### Цитируемый текст
● ● ●
А вот тибетцы нет, они другие. Офигенно открытые, приятные люди. Но многие не говорят даже по-китайски, и с ними невозможно было пообщаться даже с помощью гугл-переводчика голосового. И вот вся эта культура, образ жизни их, размеренный ритм этого тяжелейшего существования – он втягивает и поражает. В то же время ты понимаешь, что они до сих пор живут в таком отсталом, архаичном обществе, что если бы китайцы к ним не пришли – то вообще сложно представить, что бы было с чуваками. Если бы китайцы не привезли им дороги, машины, производство.
– А ты думаешь, что им нужны были дороги, машины и производство?
– Это уже тема другого спора. Я к тому, что, если не было бы китайцев, там до сих пор был бы заповедник аутентичной культуры. И это поражает. Еще поражает, с какой скоростью все поменялось. Четыре года назад я был в восточном Тибете, и приехал сейчас – очень чувствуется разница. Сейчас там просто какие-то мегаполисы появились. Ты едешь, горная степь-степь-степь, стада яков, палатки кочевников, хуяк – мегаполис. Я такого не помню. Очень все стремительно меняется.
Этот спор про плохих китайцев и бедных тибетцев – он… Он очень неоднозначный. И понятно, что здесь вопрос, каким образом это сделали китайцы, как это преподносят, нужно ли это было вообще тибетцам, и так далее. Но я всегда, приезжая в такие места, думаю: вот мы с вами, умники, приезжаем и ищем аутентику вот эту, нам же надо, чтобы было потрушнее, менее развито чтобы, а? А потом я пытаюсь поставить себя на место вот этих людей – и понимаю, что людям бы хотелось иметь электричество и отопление в доме, когда ты живешь на четырех тысячах, и у тебя лютые зимы.
– Ты это почувствовал – что люди там не сильно расстроены?
– Нет, я не могу так сказать: у меня не было возможности обсуждать это с людьми. Я не могу утверждать что-то. Но я просто сейчас рассуждаю с точки зрения человеческих жизней. Культура – это одно, а уровень жизни – это другое. Вот и все. Одно умирает, а другое, наоборот, расцветает. И, в общем, это естественный ход событий.
– Ну слушай…
– Нет, ну я не к тому, что я оправдываю китайцев…
– Все же назвать это естественным ходом событий довольно сложно.
– Нет, ну а как: умирают языки – это естественный ход событий, разрушаются государства.
– Но тут же другая ситуация.
– Это долгий разговор. Но, когда ты понимаешь, что 50 лет назад там даже машин не было, а отопления до сих пор нет… Условия жизни катастрофические просто. Как они там выживают – это просто пиздец, я не знаю. И то, что у них дороги хотя бы есть… Я уверен, что многим стало легче жить.
● ● ●
### Состав набора данных

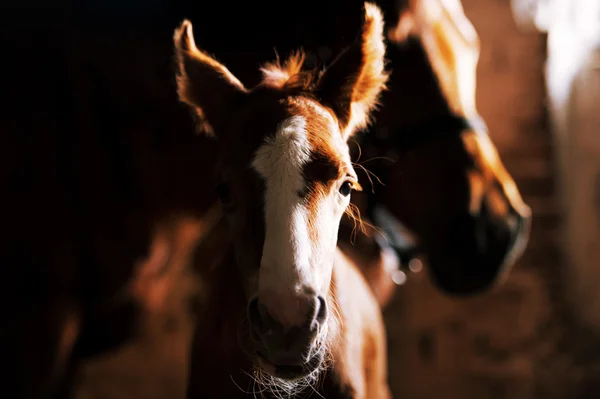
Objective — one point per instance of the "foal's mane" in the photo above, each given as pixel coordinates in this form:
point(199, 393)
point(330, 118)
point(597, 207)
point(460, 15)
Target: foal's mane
point(290, 75)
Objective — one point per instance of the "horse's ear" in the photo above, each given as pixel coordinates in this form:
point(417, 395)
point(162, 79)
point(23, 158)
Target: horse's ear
point(352, 84)
point(202, 82)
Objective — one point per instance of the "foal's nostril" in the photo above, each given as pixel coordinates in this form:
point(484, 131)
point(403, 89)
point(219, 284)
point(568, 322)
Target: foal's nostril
point(254, 316)
point(321, 309)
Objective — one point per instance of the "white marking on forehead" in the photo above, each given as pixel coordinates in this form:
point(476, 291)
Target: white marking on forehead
point(285, 263)
point(280, 159)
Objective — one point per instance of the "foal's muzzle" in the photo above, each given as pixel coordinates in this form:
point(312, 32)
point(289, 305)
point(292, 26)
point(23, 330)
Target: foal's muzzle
point(288, 352)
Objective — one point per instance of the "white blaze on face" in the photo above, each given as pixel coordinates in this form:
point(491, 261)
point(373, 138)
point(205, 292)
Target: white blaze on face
point(285, 264)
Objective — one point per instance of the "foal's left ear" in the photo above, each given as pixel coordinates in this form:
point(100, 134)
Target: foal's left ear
point(203, 83)
point(352, 84)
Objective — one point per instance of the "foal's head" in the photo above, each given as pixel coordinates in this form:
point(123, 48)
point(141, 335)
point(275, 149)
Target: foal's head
point(284, 179)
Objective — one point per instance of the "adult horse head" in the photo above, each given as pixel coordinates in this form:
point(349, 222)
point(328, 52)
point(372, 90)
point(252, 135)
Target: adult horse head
point(284, 179)
point(447, 184)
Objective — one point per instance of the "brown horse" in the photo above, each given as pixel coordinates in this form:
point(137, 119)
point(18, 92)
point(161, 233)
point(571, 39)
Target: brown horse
point(285, 179)
point(125, 159)
point(446, 182)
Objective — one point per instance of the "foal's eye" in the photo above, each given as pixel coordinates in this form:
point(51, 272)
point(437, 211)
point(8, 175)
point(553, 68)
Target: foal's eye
point(224, 193)
point(346, 188)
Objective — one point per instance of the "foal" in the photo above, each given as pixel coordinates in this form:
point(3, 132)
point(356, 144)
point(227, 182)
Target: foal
point(285, 179)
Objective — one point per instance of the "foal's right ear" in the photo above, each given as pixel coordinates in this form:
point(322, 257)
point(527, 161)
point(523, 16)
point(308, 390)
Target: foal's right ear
point(202, 82)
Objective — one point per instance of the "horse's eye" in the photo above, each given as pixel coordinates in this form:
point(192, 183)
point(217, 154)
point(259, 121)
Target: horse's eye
point(224, 193)
point(346, 188)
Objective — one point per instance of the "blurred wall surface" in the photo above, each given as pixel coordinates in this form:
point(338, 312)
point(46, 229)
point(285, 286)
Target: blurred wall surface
point(573, 82)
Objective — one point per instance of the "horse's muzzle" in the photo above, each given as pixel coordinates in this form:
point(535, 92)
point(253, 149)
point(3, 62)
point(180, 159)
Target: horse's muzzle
point(288, 353)
point(478, 251)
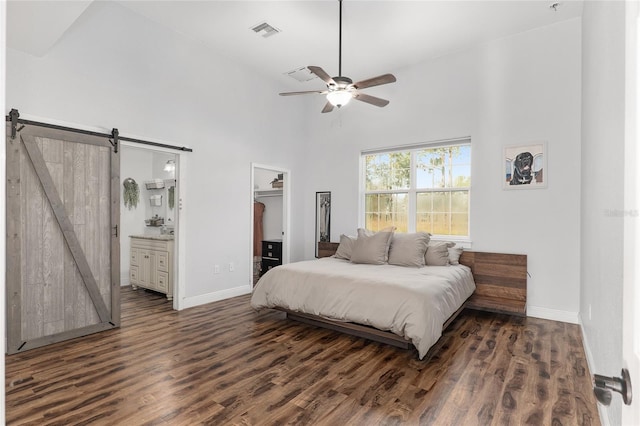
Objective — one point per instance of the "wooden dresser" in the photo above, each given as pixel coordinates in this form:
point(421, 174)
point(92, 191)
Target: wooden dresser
point(151, 263)
point(271, 255)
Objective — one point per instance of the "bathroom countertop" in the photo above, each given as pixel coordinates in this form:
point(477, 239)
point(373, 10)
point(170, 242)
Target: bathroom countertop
point(161, 237)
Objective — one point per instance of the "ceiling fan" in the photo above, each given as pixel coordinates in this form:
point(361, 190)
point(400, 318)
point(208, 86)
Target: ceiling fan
point(340, 90)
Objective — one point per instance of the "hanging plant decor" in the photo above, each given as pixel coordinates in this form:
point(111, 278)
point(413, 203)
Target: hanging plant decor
point(131, 193)
point(172, 200)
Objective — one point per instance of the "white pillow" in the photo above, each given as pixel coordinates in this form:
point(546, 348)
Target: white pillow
point(454, 255)
point(346, 247)
point(408, 249)
point(372, 247)
point(438, 253)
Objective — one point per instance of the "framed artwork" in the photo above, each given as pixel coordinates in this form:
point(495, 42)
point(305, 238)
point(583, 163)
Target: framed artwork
point(525, 166)
point(323, 218)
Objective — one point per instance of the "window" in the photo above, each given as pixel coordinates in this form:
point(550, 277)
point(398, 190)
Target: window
point(422, 188)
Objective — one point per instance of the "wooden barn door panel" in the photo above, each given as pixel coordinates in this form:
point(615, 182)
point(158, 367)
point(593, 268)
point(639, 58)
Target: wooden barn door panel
point(62, 243)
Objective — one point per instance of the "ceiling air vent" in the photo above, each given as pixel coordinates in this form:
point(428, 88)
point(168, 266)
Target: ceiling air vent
point(301, 74)
point(265, 29)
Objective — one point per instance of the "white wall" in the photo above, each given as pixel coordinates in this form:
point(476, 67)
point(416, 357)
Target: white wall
point(114, 68)
point(603, 126)
point(3, 170)
point(511, 91)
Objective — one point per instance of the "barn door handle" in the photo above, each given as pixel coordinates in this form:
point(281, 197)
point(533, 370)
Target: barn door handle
point(603, 385)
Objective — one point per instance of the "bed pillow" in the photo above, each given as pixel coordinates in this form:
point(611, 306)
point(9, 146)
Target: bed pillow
point(408, 249)
point(438, 253)
point(346, 247)
point(454, 255)
point(372, 247)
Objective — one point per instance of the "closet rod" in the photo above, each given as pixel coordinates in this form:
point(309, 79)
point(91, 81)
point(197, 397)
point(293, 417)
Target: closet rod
point(91, 133)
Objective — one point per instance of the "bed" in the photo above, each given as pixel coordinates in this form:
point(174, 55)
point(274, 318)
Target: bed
point(397, 305)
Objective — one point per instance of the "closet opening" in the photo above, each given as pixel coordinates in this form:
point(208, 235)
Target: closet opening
point(269, 219)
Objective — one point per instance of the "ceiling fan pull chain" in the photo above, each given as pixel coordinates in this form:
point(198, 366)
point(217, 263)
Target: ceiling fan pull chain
point(340, 42)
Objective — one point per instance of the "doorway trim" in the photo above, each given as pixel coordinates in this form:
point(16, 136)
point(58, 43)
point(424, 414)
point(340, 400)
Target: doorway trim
point(286, 213)
point(180, 228)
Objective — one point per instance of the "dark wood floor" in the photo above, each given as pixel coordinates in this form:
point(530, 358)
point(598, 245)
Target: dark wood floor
point(224, 364)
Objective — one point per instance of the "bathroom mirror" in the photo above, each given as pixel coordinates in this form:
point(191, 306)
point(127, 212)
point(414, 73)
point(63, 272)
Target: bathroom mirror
point(170, 197)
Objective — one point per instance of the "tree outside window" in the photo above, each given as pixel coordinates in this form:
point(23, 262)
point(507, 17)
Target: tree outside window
point(423, 189)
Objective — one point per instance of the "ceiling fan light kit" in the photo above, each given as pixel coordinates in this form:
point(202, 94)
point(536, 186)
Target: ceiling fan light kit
point(340, 90)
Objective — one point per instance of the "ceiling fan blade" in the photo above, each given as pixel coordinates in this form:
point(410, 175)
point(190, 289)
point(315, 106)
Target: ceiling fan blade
point(328, 107)
point(308, 92)
point(375, 81)
point(370, 99)
point(322, 74)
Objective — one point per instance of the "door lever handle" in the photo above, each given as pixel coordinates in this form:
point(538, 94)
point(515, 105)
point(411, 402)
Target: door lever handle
point(603, 385)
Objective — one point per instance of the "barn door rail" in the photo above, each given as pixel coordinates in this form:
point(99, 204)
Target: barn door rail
point(114, 137)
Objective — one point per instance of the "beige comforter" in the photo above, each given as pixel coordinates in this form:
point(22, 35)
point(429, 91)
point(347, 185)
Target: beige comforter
point(410, 302)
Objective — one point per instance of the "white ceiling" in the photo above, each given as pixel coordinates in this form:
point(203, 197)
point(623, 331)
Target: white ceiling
point(378, 36)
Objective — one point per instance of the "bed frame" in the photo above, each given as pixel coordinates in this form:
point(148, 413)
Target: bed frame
point(501, 286)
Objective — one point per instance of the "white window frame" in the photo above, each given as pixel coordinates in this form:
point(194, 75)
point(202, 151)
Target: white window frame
point(412, 191)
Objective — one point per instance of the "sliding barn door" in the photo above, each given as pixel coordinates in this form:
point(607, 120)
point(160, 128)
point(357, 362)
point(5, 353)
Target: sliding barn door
point(63, 268)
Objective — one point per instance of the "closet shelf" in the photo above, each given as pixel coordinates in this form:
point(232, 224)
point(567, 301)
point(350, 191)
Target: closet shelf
point(268, 193)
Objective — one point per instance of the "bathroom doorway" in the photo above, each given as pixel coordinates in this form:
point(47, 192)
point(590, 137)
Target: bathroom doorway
point(270, 186)
point(149, 216)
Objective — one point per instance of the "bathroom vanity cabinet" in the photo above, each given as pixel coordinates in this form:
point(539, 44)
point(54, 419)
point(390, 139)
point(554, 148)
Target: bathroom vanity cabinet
point(151, 263)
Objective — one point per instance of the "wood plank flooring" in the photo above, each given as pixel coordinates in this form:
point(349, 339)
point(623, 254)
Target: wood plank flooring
point(225, 364)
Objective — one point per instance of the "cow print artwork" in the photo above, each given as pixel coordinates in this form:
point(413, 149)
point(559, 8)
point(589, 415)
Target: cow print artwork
point(522, 169)
point(524, 166)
● ● ●
### Поставленные задачи
a - Повторите записи дословно, начиная с первой из них и заканчивая строкой, содержащей "point(321, 309)", включительно. Изображения в ответ не включайте.
b - Напишите продолжение текста о тибетцах и переменах в Тибете, начав сразу после его последнего предложения.

### Результаты по задачам
a -
Objective — one point per instance of the "foal's mane" in the photo above, each given as pixel coordinates in this form:
point(199, 393)
point(330, 118)
point(597, 207)
point(460, 15)
Target: foal's mane
point(290, 75)
Objective — one point per instance of the "horse's ear" in the photo above, each given as pixel coordinates in this form:
point(417, 395)
point(162, 79)
point(23, 158)
Target: horse's ear
point(352, 84)
point(202, 82)
Objective — one point per instance of the "foal's nostril" in the photo above, each given as pixel coordinates in this form:
point(484, 131)
point(403, 89)
point(219, 284)
point(568, 322)
Target: foal's nostril
point(254, 316)
point(321, 309)

b -
Я же не знаю, насколько в Тибете все плохо, что происходит, может быть, там тоже лагеря перевоспитания открывают, как в Синьцзяне. Просто нет информации. Да, кочевников переселяют, строят им поселки – понятно, что уровень жизни повышается, но культура умирает. А кому что нужно? Мы не знаем. Кому-то хочется на своем языке говорить, а кому-то похуй. Я сравниваю с беларусами, понимаешь? Большинству беларусов похуй, будет существовать беларусский язык или не будет – им главное, чтобы гипермаркеты были, и было на что в них закупаться. А то, что закрывают монастыри…
– Кстати, ты попал в Ларунг-Гар?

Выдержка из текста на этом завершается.